** Opening TEXT FOR ANALYSIS block **

Thursday, May 19, 2016

Yellowstone Country Safety * Spike Strips *

It seems like the side-by-sides are getting larger and faster! I had several “very large” four-seaters drive by my cabin last week. Apparently even though they are as big as a car, they aren’t concerned with the speed limit because they are off-road vehicles. Anyone know where I can find a good deal on spike strips?

Thinning the Herd

The tourist season hasn’t even officially begun and already several examples of Yellowstone Park idiocy have made their way to YouTube and news outlets. My first indication of a long and dangerous summer was when I watched a YouTube video of Asian tourists standing within arm’s length from the buffalo so they could take selfies with the animals. If that wasn’t dangerous enough, there was a video posted of visitors to the park attempting to pet the bison.

The ultimate display of idiocy occurred when an adult male Canadian tourist thought that a buffalo calf appeared cold, loaded it into his SUV and carted it off to the park rangers. Shamsah Kassam of Quebec was cited for disturbing the wildlife… and the calf was put down after attempts to reintegrate it into the herd were unsuccessful.

Every year several individuals are killed or seriously injured by park wildlife. I know from my experience in Island Park that many visitors have no clue that the animals are wild. I have heard people inquire as to when the moose will be released each day. Others have called Fish and Game to complain the animals are out and eating the flowers in the yard, demanding that the officers retrieve them. Yellowstone Country apparently has the reputation of being the world’s largest petting zoo!

Some individuals laboring under this illusion are in for a very rough summer, perhaps their last. All of the animals of the Yellowstone bite, kick, gore, trample or eat you! Despite the programs on the National Geographic Channel showing the bears, elk, moose, bison and wolves as cute and sympathetic creatures, they consider humans either an annoyance, a danger or dinner… none of these classifications are good from a visitor’s prospective.

** Closing TEXT FOR ANALYSIS block **
** Opening DATA SECTION block **

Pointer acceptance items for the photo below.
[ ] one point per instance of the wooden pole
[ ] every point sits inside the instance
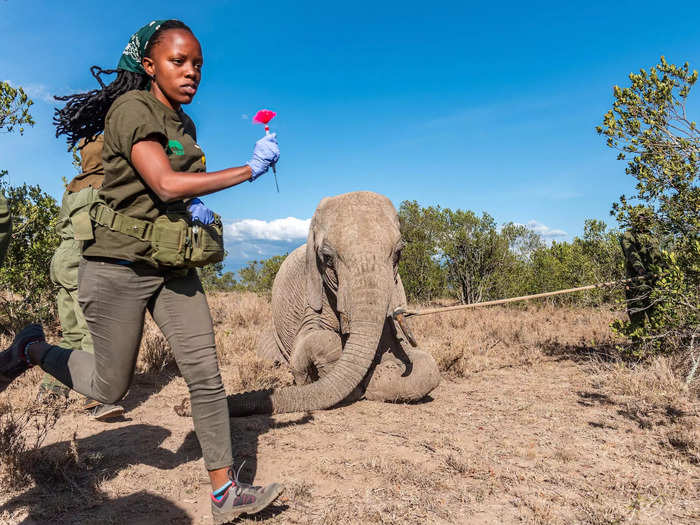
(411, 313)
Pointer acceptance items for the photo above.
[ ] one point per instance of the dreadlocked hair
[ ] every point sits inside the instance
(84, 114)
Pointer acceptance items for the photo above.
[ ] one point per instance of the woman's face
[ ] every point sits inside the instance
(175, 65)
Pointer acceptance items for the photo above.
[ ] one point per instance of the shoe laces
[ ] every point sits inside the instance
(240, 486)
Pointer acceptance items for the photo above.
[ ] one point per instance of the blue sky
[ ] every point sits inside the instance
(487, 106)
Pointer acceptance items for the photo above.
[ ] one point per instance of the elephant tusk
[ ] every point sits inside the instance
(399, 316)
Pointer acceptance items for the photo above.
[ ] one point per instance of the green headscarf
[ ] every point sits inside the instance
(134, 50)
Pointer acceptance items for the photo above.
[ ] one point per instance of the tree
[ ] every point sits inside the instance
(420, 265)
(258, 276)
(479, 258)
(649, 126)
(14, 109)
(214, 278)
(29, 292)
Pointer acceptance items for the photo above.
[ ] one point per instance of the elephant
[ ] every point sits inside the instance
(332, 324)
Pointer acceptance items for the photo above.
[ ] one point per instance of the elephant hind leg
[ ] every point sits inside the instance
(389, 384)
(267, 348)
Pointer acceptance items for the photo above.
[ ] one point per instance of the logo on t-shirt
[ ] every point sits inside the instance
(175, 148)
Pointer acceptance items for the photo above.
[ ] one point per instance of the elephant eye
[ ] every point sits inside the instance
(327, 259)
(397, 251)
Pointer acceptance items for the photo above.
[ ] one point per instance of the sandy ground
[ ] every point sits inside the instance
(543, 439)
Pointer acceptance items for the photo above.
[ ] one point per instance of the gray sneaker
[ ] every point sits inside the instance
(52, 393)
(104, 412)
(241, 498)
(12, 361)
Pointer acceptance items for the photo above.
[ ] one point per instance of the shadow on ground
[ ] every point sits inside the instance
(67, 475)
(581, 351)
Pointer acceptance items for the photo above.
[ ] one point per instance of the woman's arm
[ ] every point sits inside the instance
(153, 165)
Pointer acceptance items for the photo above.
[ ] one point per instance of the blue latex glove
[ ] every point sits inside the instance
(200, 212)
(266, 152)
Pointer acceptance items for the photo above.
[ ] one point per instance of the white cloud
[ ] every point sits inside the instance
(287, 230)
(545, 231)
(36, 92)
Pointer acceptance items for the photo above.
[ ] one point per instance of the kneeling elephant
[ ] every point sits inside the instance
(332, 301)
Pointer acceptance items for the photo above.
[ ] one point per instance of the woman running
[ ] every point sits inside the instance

** Closing DATA SECTION block **
** Opening DATA SECTION block **

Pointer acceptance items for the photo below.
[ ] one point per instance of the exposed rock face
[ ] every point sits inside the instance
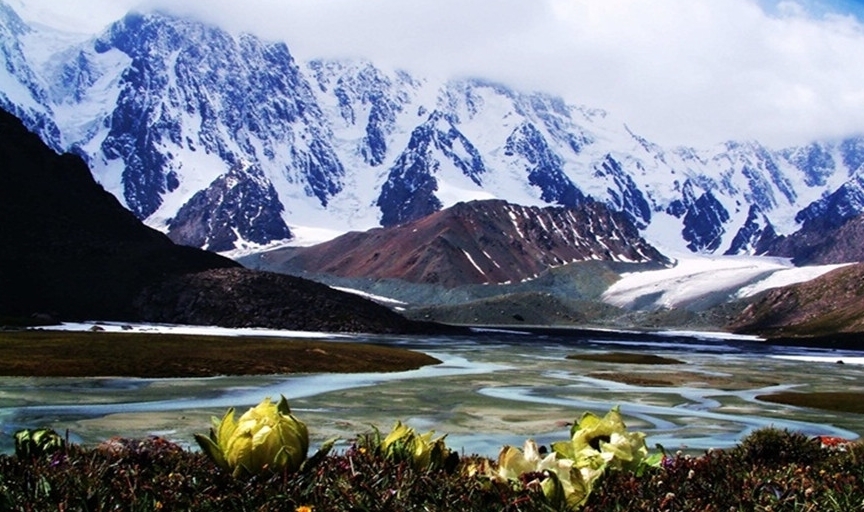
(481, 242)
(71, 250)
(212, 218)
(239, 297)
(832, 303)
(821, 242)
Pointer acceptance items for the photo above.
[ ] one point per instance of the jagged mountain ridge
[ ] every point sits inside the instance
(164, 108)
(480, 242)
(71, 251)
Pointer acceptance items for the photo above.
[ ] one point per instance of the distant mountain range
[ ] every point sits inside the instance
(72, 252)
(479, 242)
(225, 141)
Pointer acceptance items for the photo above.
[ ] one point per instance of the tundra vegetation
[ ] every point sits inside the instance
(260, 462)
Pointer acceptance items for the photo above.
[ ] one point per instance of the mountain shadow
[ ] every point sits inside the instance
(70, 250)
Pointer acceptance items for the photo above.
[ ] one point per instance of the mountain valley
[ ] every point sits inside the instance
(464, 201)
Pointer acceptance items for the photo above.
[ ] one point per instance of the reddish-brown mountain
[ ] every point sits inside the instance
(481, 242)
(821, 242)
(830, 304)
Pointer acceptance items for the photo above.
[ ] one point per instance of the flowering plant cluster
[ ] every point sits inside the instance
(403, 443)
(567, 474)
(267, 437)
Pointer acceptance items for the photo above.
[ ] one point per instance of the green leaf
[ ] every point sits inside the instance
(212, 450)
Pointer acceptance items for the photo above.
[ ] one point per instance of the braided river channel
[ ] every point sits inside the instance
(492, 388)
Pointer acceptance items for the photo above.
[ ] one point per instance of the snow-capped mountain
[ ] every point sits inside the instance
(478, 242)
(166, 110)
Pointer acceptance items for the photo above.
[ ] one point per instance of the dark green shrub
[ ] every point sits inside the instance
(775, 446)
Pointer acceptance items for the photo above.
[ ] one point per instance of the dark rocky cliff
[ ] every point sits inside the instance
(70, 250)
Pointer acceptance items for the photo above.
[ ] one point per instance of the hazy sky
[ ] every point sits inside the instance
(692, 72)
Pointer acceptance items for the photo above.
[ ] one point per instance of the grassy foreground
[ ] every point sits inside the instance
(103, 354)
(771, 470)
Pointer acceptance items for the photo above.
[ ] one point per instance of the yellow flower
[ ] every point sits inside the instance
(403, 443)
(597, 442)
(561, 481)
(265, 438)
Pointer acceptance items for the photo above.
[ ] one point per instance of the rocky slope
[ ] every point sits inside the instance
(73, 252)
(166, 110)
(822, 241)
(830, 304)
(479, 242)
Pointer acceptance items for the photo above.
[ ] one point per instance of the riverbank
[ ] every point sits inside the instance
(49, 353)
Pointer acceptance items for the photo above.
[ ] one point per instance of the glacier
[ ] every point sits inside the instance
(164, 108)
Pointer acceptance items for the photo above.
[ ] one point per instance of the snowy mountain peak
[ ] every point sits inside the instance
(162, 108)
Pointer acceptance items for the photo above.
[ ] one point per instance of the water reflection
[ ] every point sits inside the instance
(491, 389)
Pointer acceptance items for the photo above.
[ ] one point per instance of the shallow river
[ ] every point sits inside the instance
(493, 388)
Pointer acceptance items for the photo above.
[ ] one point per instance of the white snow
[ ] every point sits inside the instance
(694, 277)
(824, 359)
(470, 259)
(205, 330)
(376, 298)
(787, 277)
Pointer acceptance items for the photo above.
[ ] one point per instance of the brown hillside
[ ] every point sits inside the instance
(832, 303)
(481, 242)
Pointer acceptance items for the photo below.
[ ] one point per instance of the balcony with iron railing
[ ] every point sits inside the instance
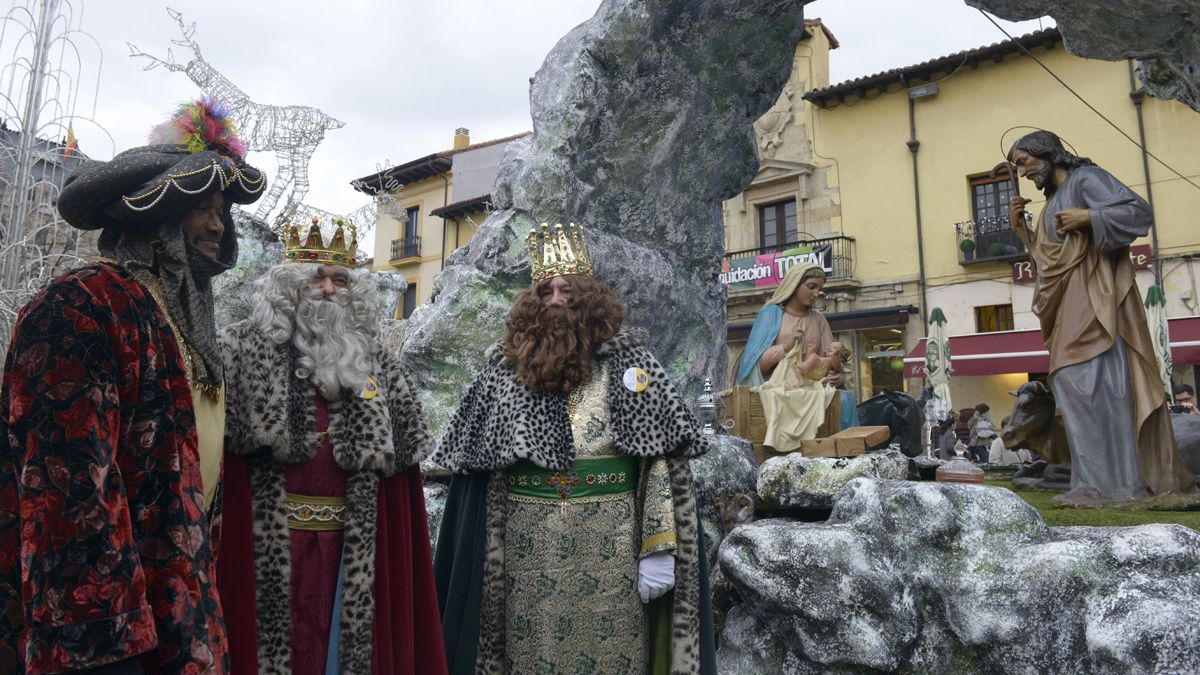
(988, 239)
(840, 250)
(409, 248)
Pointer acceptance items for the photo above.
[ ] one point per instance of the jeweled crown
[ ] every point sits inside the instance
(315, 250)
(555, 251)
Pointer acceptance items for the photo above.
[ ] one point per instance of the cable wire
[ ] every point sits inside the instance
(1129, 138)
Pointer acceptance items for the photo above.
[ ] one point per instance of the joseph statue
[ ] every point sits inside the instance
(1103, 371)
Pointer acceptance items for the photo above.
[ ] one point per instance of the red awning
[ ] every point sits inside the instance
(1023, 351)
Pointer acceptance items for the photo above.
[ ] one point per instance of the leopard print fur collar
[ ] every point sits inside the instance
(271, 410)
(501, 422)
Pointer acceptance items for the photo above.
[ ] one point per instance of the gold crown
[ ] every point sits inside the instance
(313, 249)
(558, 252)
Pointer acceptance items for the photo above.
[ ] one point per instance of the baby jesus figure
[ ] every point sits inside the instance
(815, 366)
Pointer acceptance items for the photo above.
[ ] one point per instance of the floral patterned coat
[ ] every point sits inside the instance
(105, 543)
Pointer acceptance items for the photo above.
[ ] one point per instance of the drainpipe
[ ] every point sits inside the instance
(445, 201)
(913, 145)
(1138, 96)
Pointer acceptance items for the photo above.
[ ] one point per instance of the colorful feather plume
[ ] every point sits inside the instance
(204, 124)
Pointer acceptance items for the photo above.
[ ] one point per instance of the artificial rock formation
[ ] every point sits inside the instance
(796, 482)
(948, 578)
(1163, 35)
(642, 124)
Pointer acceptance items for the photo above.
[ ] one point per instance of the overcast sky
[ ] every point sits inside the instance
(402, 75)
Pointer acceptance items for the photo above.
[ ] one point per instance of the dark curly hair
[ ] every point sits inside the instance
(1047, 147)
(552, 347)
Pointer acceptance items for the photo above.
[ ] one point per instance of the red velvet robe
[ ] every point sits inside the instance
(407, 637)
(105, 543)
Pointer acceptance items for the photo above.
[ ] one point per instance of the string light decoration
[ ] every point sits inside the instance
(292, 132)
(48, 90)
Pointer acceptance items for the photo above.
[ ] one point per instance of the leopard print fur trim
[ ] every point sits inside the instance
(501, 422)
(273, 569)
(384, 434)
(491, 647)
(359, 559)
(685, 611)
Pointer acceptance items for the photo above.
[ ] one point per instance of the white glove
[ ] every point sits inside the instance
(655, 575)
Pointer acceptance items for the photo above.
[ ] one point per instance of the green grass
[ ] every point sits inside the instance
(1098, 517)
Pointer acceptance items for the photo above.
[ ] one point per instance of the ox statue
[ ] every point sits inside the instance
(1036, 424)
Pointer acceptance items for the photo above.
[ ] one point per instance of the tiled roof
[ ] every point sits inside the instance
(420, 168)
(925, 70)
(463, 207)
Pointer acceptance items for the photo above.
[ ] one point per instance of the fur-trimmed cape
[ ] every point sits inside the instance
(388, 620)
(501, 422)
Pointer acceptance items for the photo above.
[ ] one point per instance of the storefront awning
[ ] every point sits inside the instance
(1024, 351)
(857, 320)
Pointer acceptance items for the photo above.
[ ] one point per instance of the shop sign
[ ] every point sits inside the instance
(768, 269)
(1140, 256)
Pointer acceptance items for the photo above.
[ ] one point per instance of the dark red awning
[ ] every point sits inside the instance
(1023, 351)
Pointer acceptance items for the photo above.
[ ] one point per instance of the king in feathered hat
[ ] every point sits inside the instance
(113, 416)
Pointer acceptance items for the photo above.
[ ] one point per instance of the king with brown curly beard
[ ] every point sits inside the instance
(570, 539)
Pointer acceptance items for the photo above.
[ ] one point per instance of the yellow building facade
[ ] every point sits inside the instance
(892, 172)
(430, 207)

** Closing DATA SECTION block **

> _ACTION ITEM_
Answer these from the Yellowstone safety post:
1. What kind of vehicles drove by the writer's cabin last week?
2. What was the tourist who carted off the buffalo calf cited for?
3. What have visitors asked about the moose?

> _SOLUTION_
1. Several "very large" four-seater side-by-sides.
2. Disturbing the wildlife.
3. When the moose will be released each day.